> _Exercise aim_: List each line in the items below that contains the string "coordinates", copying every such line in full. Treat the match as case-sensitive.

> _Materials provided_:
■ ■ ■ ■ ■
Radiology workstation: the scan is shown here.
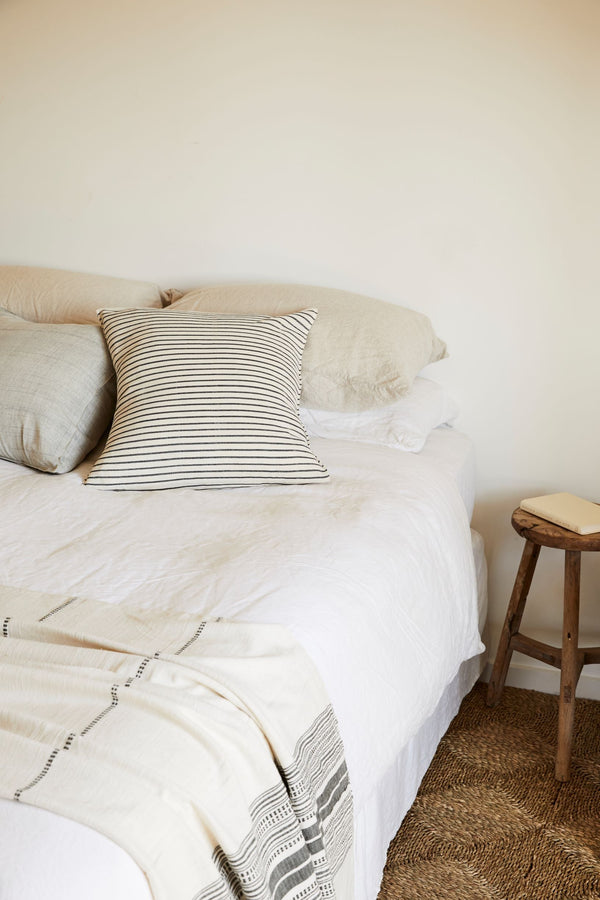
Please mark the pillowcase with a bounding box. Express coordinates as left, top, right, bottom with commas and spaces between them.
300, 378, 458, 453
0, 266, 161, 326
0, 309, 115, 472
167, 284, 446, 412
86, 309, 328, 490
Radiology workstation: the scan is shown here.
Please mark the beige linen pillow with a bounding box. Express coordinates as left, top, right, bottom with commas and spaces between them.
0, 308, 115, 473
166, 284, 446, 412
0, 266, 162, 325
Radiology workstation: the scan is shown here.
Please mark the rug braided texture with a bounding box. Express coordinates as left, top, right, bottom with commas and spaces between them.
■ ■ ■ ■ ■
> _Solution below_:
Please mark the pillowcase with a bounding box. Express coordinates as left, top, right, bottom with commas and spaces between them.
Please mark the beige linen pillow with a bounding box. Express coordinates as left, top, right, bottom with commas and spaces between them.
Please mark the rug braided texture with a bounding box. Express coordinates as left, top, right, bottom with commas and spaces between them.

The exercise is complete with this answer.